● Elenco dei compiti:
#1 Nel testo sulle terre rare, quali elementi sono indicati come "terre rare magnetiche"?
#2 Scrivi il seguito del testo sulle terre rare, riprendendo subito dopo l'ultima frase riportata.

● Testo fornito:
Il monopolio della Cina sulle terre rare costituisce un serio problema di sicurezza, ma emanciparsi dal Dragone e non è una cosa semplice. L'analisi di Giovanni Brussato per Rivista Energia.

È ormai noto alle cronache che la Cina detiene un monopolio sulle ‘terre rare’, Rare Earth Elements (REE), elementi definiti anche ‘vitamine industriali’ perché insostituibili in molti ambiti strategici.

In realtà, non tutte le terre rare rivestono la stessa importanza, e non sono nemmeno così rare: sono semplicemente complesse da separare per ottenere dei prodotti commerciali poiché, non essendo metalli puri, si trovano in basse concentrazioni nelle rocce.

Con una produzione annua di poco superiore a 150.000 ton, il giro d’affari delle terre rare impiegate nei settori hi-tech e degli armamenti raggiunge cifre pari a qualche miliardo di dollari.

Tra questi 17 elementi, solo alcuni rivestono un ruolo centrale nelle tecnologie verdi, in particolare neodimio (Nd), praseodimio (Pr), terbio (Tb) e disprosio (Dy), altrimenti noti come ‘terre rare magnetiche’. Non è infatti possibile costruire una turbina eolica senza magneti permanenti in neodimio-ferro-boro (NdFeB).

● Estratto dei dati:
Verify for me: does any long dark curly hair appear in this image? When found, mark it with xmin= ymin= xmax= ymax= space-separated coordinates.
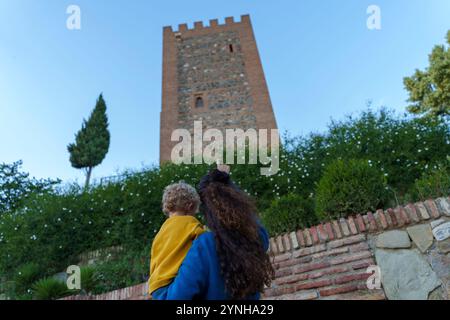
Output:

● Risposte ai compiti:
#1 Neodimio, praseodimio, terbio e disprosio.

#2
La Cina produce oltre l’85% dei magneti che entrano nelle turbine eoliche, comprese quelle dei suoi concorrenti. Per capire le ragioni del monopolio cinese e ipotizzare eventuali strategie di approvvigionamento indipendenti per UE e USA, è necessario analizzare distintamente due aspetti: l’attuale catena del valore e i brevetti relativi agli utilizzi di questi metalli e leghe.

LA SUPPLY CHAIN DELLE TERRE RARE

La catena del valore delle terre rare si può condensare in tre parti:

(I) estrazione e produzione dei concentrati;
(III) separazione e conversione in metalli e leghe;
(III) realizzazione in prevalenza manifatturiera di prodotti commerciali (es. magneti permanenti).

Nella prima parte, dopo la frantumazione del minerale grezzo, solitamente con una percentuale inferiore al 10% TREO (total rare earth oxides), si passa ai processi di arricchimento per rimuovere i minerali di ganga, producendo un concentrato oggetto di ulteriori trattamenti.

In questa fase la percentuale passa al 40-70% REO (rare earth oxide basis) ma il suo valore commerciale è ancora limitato: sensibilmente inferiore a 10.000 euro/ton. Questo è dovuto al fatto che gli ossidi non sono ancora stati separati e pertanto sono presenti anche elementi con un limitato valore commerciale. Oggi molti impianti estrattivi nel mondo, come quello storico di Mountain Pass, devono inviare il minerale a questo stadio in Cina perché venga completata la produzione.

La seconda parte inizia con la separazione degli ossidi al fine di ottenere ossidi puri al 99,9%, dove per elementi come il neodimio il valore passa a oltre 37.000 euro/ton e si completa con la produzione di polveri metalliche, metalli, come lantanio e neodimio, o leghe come neodimio-praseodimio-ferro-boro (NdPrFeB).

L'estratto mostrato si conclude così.